# outlook express sous mac os X ?



## olibart (20 Janvier 2004)

salut ! je suis un pur débutant sur mac ! et j'aimerais récuperer mes mails et carnet d'adresse qui sont sous outlook express 6.0 windows .... j'ai tranféré mon wab et dbx sous mon mac mais je ne trouve rien pour les réimporter 
	

	
	
		
		

		
			





((( j'ai vu qu'il existait une version express pour mac mais je ne trouve que la version 5.0  de express , j'ai essaye mais ca ne fct pas il me dit qd je le lance "pas d'acces au hd" je supose que c'est pas la bonne version , je suis sous os X qlq'un peut il m'aider et m'expliquer en détail comment faire merci !!!! car ca fait que qlq jour que je suis sous mac


----------



## WebOliver (20 Janvier 2004)

OutlookExpress n'a pas et ne sera pas porté sous OSX. En revanche, si tu as la suite Office, elle contient un logiciel d'email qui s'appelle Entourage.


----------



## olibart (20 Janvier 2004)

ha bon !! et ton "entourage" va t il recuperer mes fichier dbx ? car je m'en fout un peu du soft de mail a la limite je prefere au pur et dur venant de mac mais j'aimerais savoir comment recup mes mail et adresses venant d'un outlook express ....


----------



## WebOliver (20 Janvier 2004)

olibart a dit:
			
		

> ha bon !! et ton "entourage" va t il recuperer mes fichier dbx ? car je m'en fout un peu du soft de mail a la limite je prefere au pur et dur venant de mac mais j'aimerais savoir comment recup mes mail et adresses venant d'un outlook express ....



Je ne peux pas te répondre, je ne sais pas si c'est possible. Fais une recherche sur le forum.


----------



## Bilbo (20 Janvier 2004)

Par ici.

À+


----------



## Dark Templar (21 Janvier 2004)

Et pour importer tes mails, tu va dans Fichier &gt; Importer des boîtes aux lettres (dans le logiciel Mail).


----------



## Membre supprimé 2 (25 Janvier 2004)

Outlook Express marche fort bien sur Classic sous X.


----------



## Dark Templar (25 Janvier 2004)

** Données recueillies **
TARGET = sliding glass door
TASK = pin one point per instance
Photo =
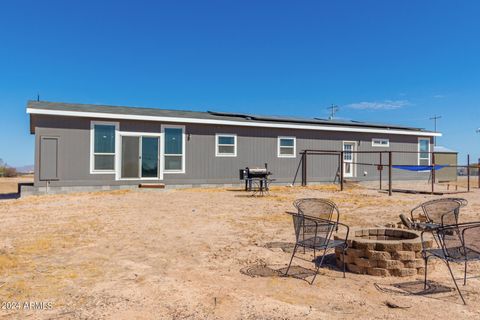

** Exercices à faire **
1. D'après le fil sur Outlook Express, quel logiciel de courrier électronique la suite Office contient-elle ?
2. Recopiez le passage du fil sur Outlook Express qui commence à « ## Bilbo (20 » et se termine à « le logiciel Mail). ».

** Exercice corrigé **
1. Entourage.

2.
## Bilbo (20 Janvier 2004)

Par ici.

À+


----------



## Dark Templar (21 Janvier 2004)

Et pour importer tes mails, tu va dans Fichier &gt; Importer des boîtes aux lettres (dans le logiciel Mail).